* BEGIN Supplied records *

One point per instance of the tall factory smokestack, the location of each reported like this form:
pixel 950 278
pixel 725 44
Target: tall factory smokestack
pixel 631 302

* END Supplied records *
* BEGIN Supplied records *

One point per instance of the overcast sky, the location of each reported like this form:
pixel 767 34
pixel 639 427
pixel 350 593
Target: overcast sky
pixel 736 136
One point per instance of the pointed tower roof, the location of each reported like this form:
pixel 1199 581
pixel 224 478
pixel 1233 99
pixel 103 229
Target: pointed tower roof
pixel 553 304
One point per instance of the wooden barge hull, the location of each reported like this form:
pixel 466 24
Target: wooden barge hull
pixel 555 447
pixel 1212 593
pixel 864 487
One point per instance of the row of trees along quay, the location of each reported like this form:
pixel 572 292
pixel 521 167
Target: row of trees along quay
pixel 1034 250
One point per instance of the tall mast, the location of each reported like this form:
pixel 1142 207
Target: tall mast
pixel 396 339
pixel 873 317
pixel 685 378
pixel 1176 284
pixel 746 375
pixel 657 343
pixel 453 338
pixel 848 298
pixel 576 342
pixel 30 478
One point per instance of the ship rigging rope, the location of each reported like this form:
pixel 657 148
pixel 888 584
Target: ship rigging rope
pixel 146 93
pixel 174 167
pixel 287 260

* END Supplied records *
* BEGIN Supplied records *

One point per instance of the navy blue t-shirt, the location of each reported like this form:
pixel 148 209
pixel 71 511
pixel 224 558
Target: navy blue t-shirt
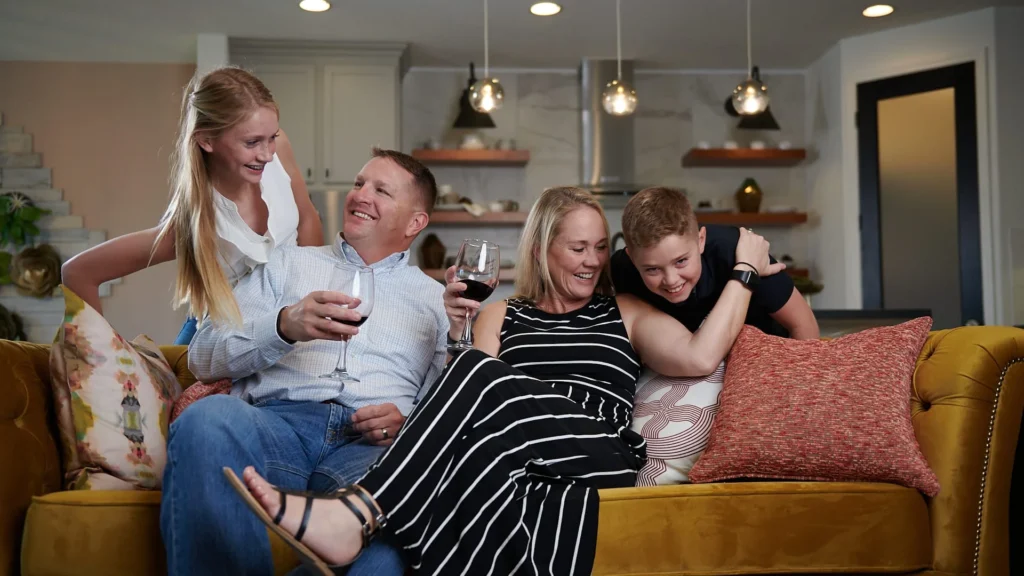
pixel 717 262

* END Supplied records *

§ **Direction**
Repeat the lines of the listing from the line with "One point per instance of the wooden" to the line with "pixel 1034 250", keeping every character as it appears.

§ **Expected answer**
One point per instance of the wooden barge hull, the location of each reported like this form:
pixel 466 24
Target: wooden barge hull
pixel 555 447
pixel 1212 593
pixel 864 487
One point per instance of the row of trees along quay, the location of each reported like this form:
pixel 572 292
pixel 521 167
Target: row of trees along quay
pixel 1034 250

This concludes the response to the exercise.